▼▼▼

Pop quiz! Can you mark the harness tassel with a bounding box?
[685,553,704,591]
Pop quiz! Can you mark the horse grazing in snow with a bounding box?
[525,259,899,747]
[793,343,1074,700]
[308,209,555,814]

▲▲▲

[Brief] Switch "bounding box" to "rectangle" throughout all the records above, then write every line out again with nothing else altered.

[Complete output]
Pop quiz! Can you mark the harness tassel with a rectangle?
[685,553,704,591]
Pop quiz! Can you mark the horse grazing in snow with a rectangle?
[525,259,899,747]
[793,343,1074,700]
[308,209,555,814]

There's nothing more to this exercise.